▸ SET OF TASKS:
A. From the Weylandt passage, please quote the text starting at "Weylandt was survived" and ending at "in September 2011.".
B. According to the Weylandt passage, which race number was retired from use in the Giro?
C. Translate this sentence from the Weylandt passage into Spanish: "Weylandt was the fourth rider to die in the history of the Giro d'Italia."

The medical chief of staff of the Giro, Dr. Tredici, was right behind the accident in a service car and reported that he ran to Weylandt less than 20 seconds after the crash but, he said on Sky News, "...he was already and clearly dead upon impact. I had never seen such a thing before, such a sudden death." Tredici also reported about the very severe trauma Weylandt's contact with the wall had caused him: had Weylandt survived, injuries to his left foot and lower leg would likely have necessitated their amputation. The Giro d'Italia medical team and Garmin's team doctor performed resuscitation attempts for around 45 minutes, drying Weylandt's lungs, infusing liquids to counteract his large blood loss, and administering adrenaline and atropine to support and restart his heart beat and respiration. Meanwhile, an emergency team was rushing to the incident by helicopter. Upon their arrival, Weylandt was declared dead at the scene due to facial and basal skull fractures, as his injuries were too severe to allow resuscitation. It was determined that his heart had stopped immediately upon impact. Forensic exams the next day found extensive internal organ damage. This autopsy confirmed that the cyclist was "dead on the spot and did not suffer." Weylandt was wearing a helmet, as all professional road cyclists have been obliged to do since May 2003.

Weylandt was the fourth rider to die in the history of the Giro d'Italia.

Weylandt was survived by his girlfriend, An-Sophie, who, at the time of the crash, was five months pregnant with the couple's first child. Their daughter was born in September 2011.

=== Tributes ===
In tribute to Weylandt, the following day's stage of the race was neutralized, with teams taking turns to ride in front, and all riders wearing black armbands. A Bersaglieri band performed "Il Silenzio" at the beginning of the stage, while supporters held up condolence messages and replicas of Weylandt's race number, 108, as a token of respect along the route. Church bells tolled in mourning all along the stage. The Leopard Trek team was allowed to cross the finish line first, along with Weylandt's training partner Tyler Farrar, riding for Garmin–Cervélo, who linked arms as they finished the race. Farrar withdrew completely from the race at the finish of the stage and the next day the whole Leopard Trek team also announced their withdrawal. Weylandt's race number 108 has been retired from use in the Giro. On 4 July 2011, Farrar formed a two-handed 'W' as he crossed the line to win the third stage of the Tour de France, again as a tribute to Weylandt.

Before the start of the third stage of the 2012 Giro d'Italia, a short ceremony was held and a minute's silence was observed.

▸ Collected data:
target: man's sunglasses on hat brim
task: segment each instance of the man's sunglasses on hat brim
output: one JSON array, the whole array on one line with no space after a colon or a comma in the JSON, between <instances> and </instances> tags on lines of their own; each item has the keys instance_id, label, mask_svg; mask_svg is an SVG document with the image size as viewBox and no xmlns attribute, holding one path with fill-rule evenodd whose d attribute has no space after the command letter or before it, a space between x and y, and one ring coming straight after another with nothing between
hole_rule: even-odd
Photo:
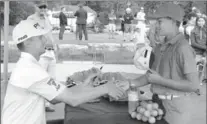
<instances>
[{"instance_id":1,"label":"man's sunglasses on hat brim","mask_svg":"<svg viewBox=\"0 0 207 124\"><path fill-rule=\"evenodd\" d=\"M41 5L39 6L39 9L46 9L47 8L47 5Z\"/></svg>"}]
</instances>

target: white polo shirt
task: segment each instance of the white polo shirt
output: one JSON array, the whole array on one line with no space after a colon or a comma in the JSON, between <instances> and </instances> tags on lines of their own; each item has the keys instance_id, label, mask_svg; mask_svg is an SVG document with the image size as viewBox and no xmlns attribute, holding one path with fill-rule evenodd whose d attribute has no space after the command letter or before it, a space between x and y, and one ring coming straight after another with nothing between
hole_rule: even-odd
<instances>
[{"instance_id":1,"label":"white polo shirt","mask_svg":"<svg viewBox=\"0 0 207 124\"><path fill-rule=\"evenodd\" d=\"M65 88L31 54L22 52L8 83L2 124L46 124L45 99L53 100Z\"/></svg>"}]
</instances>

▸ EXPECTED OUTPUTS:
A.
Weylandt was survived by his girlfriend, An-Sophie, who, at the time of the crash, was five months pregnant with the couple's first child. Their daughter was born in September 2011.

B. Number 108.

C. Weylandt fue el cuarto corredor en morir en la historia del Giro de Italia.